UNCERTAINTY AND JUDGMENT

As with all such estimates, data limitations and the complexity of the underlying processes imply that significant uncertainty attaches to all of CBO's point estimates. In fact, the sensitivity analysis included in CBO's report being released today shows that changing some of the individual parameters could significantly raise or lower the subsidy estimates. In assessing CBO's estimates, therefore, it is important to note that where missing or insufficient data necessitate judgments about parameter values, those judgments have been balanced and are not consistently in one direction or the other.

Several of CBO's assumptions may have reduced the size of the estimated subsidy. Faced with uncertainty over the duration of the benefit from the implied guarantee of GSE securities, CBO chose a short horizon rather than a long one. CBO also used a risk-adjusted discount rate, rather than a Treasury rate, to convert savings into present values. Those judgments reduced the estimated subsidy compared with the results from using an equally reasonable but longer horizon and a risk-free discount rate. Without knowledge of the ability of the GSEs to exploit short-term variations in their borrowing advantage, CBO attributed no benefit to their ability to adjust their security sales and mortgage purchases to changes in yield spreads. Similarly, without data for measuring the value of the GSEs' ability to issue callable debt and enter into derivatives transactions, CBO assigned a value of zero to this benefit of federal backing. Again, those decisions tended to reduce the estimated subsidy to the housing GSEs.

Other judgments, necessitated by a lack of data or intractable complexity, tended to raise the estimated subsidy. For example, the fact that there are so few financial institutions that have a financial rating that is comparable to the housing GSEs' led CBO to base the GSE debt funding advantage on a sample of non-GSE securities more heavily weighted toward A-rated rather than AA-rated issues.(3) That decision raised the value of the estimated subsidy compared with the value CBO would have obtained if it had restricted its sample to the handful of AA-rated securities. Furthermore, notwithstanding the claims of Fannie Mae and Freddie Mac that some of their funding advantage is due to their operating efficiency rather than to their GSE status, lacking evidence of the extent of this effect CBO attributed none of their borrowing advantage to that source. That decision raised the estimated subsidy to the extent that the GSEs' efficiencies contributed to their funding advantage. Finally, CBO had no empirical means of determining the funding advantage on GSE debt that is nominally short-term but whose maturity is extended through derivatives transactions. Accordingly, CBO assigned the same funding advantage to short-term debt that is "effectively long" as it did to long-term debt. That judgment raised the estimated subsidy compared with the alternative assumption maintained by the GSEs that their funding advantage on such transactions is no greater than on short-term debt.

(Data entries)
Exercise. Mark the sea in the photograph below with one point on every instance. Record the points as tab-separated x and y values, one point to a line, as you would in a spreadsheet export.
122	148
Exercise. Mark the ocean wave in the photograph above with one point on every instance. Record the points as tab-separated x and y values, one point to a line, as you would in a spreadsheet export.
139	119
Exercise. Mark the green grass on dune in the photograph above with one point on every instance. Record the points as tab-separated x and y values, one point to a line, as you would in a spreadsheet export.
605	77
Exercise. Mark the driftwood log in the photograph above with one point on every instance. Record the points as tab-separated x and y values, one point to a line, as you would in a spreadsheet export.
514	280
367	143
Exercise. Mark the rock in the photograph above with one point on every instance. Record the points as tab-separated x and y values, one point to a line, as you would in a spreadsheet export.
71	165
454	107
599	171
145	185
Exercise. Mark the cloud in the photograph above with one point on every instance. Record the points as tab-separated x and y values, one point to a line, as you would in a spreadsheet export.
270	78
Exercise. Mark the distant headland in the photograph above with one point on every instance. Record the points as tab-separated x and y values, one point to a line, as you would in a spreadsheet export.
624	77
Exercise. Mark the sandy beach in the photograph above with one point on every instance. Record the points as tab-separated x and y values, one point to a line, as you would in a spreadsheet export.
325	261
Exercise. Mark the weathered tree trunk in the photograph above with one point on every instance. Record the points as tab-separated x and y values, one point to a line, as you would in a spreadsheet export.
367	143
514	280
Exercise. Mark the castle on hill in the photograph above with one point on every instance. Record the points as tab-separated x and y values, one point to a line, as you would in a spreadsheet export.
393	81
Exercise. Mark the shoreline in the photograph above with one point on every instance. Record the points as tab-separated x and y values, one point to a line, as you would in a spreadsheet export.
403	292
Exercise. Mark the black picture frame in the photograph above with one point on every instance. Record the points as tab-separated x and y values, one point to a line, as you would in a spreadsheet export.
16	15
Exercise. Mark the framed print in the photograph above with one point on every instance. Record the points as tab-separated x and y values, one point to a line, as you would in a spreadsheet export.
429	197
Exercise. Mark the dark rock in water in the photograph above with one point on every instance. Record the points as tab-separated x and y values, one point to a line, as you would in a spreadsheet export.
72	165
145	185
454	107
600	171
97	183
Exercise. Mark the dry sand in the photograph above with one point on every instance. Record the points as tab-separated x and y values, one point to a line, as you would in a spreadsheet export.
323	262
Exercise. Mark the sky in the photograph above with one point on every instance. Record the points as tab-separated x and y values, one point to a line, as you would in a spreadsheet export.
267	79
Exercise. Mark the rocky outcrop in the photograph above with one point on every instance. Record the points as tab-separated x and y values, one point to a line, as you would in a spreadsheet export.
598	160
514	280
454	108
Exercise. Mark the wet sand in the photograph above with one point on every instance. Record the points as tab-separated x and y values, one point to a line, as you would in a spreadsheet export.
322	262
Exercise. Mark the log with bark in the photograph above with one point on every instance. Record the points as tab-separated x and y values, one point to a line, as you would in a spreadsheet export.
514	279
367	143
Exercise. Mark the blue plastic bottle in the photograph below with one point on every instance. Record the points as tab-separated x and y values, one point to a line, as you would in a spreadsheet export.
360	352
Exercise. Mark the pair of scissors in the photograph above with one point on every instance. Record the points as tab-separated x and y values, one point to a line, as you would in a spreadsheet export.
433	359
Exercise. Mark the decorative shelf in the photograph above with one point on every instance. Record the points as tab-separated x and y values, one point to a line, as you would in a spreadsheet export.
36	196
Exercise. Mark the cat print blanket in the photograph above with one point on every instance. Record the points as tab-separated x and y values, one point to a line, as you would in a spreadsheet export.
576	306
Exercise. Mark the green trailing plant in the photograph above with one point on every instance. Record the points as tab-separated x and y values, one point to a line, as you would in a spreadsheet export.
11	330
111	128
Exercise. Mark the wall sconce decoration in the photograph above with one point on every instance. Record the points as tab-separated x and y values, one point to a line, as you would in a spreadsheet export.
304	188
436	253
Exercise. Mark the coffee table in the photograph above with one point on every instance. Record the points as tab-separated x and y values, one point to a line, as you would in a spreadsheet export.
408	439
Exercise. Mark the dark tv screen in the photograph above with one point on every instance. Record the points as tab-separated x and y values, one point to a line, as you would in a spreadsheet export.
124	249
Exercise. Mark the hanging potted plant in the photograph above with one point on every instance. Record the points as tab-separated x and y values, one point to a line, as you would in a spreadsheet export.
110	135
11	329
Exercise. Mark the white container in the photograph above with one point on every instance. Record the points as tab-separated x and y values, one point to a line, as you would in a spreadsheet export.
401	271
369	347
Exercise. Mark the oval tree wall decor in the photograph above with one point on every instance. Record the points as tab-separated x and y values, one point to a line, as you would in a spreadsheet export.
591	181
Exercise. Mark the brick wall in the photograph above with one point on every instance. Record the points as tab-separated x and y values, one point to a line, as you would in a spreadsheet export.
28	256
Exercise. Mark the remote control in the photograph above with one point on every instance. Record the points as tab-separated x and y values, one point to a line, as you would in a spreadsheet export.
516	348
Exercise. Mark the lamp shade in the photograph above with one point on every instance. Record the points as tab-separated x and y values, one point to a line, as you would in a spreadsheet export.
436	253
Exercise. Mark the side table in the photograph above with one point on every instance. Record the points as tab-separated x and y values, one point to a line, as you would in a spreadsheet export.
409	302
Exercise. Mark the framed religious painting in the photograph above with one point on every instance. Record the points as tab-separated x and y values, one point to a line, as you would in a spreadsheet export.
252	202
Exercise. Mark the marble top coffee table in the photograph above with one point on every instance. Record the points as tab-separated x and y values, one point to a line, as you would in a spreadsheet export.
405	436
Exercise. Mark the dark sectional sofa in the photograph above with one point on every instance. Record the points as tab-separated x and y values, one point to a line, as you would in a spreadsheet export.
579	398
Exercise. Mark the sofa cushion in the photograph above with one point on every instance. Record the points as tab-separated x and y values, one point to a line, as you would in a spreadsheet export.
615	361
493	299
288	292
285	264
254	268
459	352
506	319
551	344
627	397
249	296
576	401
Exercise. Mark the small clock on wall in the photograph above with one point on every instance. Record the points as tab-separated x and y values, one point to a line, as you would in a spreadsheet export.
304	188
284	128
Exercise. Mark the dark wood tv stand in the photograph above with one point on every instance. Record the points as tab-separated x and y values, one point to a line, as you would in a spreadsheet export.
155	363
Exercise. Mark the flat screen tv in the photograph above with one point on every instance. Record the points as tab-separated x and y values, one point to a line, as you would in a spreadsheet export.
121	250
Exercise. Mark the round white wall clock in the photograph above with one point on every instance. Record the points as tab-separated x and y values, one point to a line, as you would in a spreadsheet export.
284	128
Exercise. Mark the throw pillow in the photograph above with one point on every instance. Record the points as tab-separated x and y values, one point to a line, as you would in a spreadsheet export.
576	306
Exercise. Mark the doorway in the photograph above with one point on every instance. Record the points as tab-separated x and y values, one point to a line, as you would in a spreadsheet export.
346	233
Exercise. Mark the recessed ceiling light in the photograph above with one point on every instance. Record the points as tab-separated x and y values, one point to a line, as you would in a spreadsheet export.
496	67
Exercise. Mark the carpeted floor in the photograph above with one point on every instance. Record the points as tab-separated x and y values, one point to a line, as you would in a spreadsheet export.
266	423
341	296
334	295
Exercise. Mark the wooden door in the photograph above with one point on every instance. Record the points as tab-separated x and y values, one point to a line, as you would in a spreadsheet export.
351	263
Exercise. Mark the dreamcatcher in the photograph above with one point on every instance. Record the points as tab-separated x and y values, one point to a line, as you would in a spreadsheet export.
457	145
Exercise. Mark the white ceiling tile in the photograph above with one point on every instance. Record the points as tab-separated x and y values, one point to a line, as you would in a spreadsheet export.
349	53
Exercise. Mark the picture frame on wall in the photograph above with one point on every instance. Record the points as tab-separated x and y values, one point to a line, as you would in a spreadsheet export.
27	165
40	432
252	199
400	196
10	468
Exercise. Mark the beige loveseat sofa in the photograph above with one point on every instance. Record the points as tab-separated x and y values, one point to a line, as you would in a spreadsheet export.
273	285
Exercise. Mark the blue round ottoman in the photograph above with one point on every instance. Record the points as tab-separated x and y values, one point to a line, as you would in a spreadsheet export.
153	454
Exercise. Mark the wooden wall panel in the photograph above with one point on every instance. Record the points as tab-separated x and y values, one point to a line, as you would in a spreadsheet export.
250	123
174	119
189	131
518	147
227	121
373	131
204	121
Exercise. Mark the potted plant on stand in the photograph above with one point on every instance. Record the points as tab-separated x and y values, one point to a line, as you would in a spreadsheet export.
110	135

» SET TASKS:
A: According to the text on uncertainty in CBO's subsidy estimates, what kind of discount rate did CBO use to convert savings into present values?
B: Rewrite the paragraph of the uncertainty text that begins "Several of CBO's assumptions" as a short bulleted list that keeps its main facts.
C: Swap "balanced" for "even-handed" in the uncertainty text, and give the passage again from "As with all" to "or the other.".

» OUTPUTS BY TASK:
A: CBO used a risk-adjusted discount rate rather than a Treasury rate.

B:
CBO assumptions that may have reduced the estimated subsidy to the housing GSEs:
- It chose a short rather than a long horizon for the benefit from the implied guarantee of GSE securities.
- It used a risk-adjusted discount rate instead of a Treasury rate to convert savings into present values.
- Together, these two choices lowered the estimate compared with an equally reasonable longer horizon and a risk-free discount rate.
- It attributed no benefit to the GSEs' ability to adjust security sales and mortgage purchases to changes in yield spreads.
- It assigned a value of zero to the GSEs' ability to issue callable debt and enter into derivatives transactions.

C:
As with all such estimates, data limitations and the complexity of the underlying processes imply that significant uncertainty attaches to all of CBO's point estimates. In fact, the sensitivity analysis included in CBO's report being released today shows that changing some of the individual parameters could significantly raise or lower the subsidy estimates. In assessing CBO's estimates, therefore, it is important to note that where missing or insufficient data necessitate judgments about parameter values, those judgments have been even-handed and are not consistently in one direction or the other.